INDONESIA: No witness protection in Indonesia despite new law

(Hong Kong, July 11, 2007) The Asian Human Rights Commission (AHRC) on Wednesday published an analysis on the shortcomings of the new Witness Protection Law in Indonesia.

The Indonesian law was promulgated on August 11, 2006, as the first legislation of this nature in the history of the country. It establishes the Witnesses and Victims Protection Agency.

“Despite the long drafting process, the law still has serious loopholes,” said Basil Fernando, AHRC executive director, in Hong Kong.

“In particular, human rights abuses committed by the police or military are not effectively addressed,” he explained.

“The law also does not protect all people who come forward to report a crime or can provide evidence,” an AHRC analyst added.

Even after eleven months the financial resources for the new Witnesses and Victims Protection Agency (LPSK) have not been clarified, and hence, no members have been selected.

“Looking at past examples, like the Indonesian Corruption Court, the sufficient provision of resources for the new witness protection agency is highly questionable,” Fernando warned.

→ Written instruction: Copy word for word the part of the witness protection article that begins with "INDONESIA: No witness" and ends with "AHRC analyst added.".

→ Stored data:
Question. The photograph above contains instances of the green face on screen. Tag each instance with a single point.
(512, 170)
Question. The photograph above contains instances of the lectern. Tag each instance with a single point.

→ Exercise result:
INDONESIA: No witness protection in Indonesia despite new law

(Hong Kong, July 11, 2007) The Asian Human Rights Commission (AHRC) on Wednesday published an analysis on the shortcomings of the new Witness Protection Law in Indonesia.

The Indonesian law was promulgated on August 11, 2006, as the first legislation of this nature in the history of the country. It establishes the Witnesses and Victims Protection Agency.

“Despite the long drafting process, the law still has serious loopholes,” said Basil Fernando, AHRC executive director, in Hong Kong.

“In particular, human rights abuses committed by the police or military are not effectively addressed,” he explained.

“The law also does not protect all people who come forward to report a crime or can provide evidence,” an AHRC analyst added.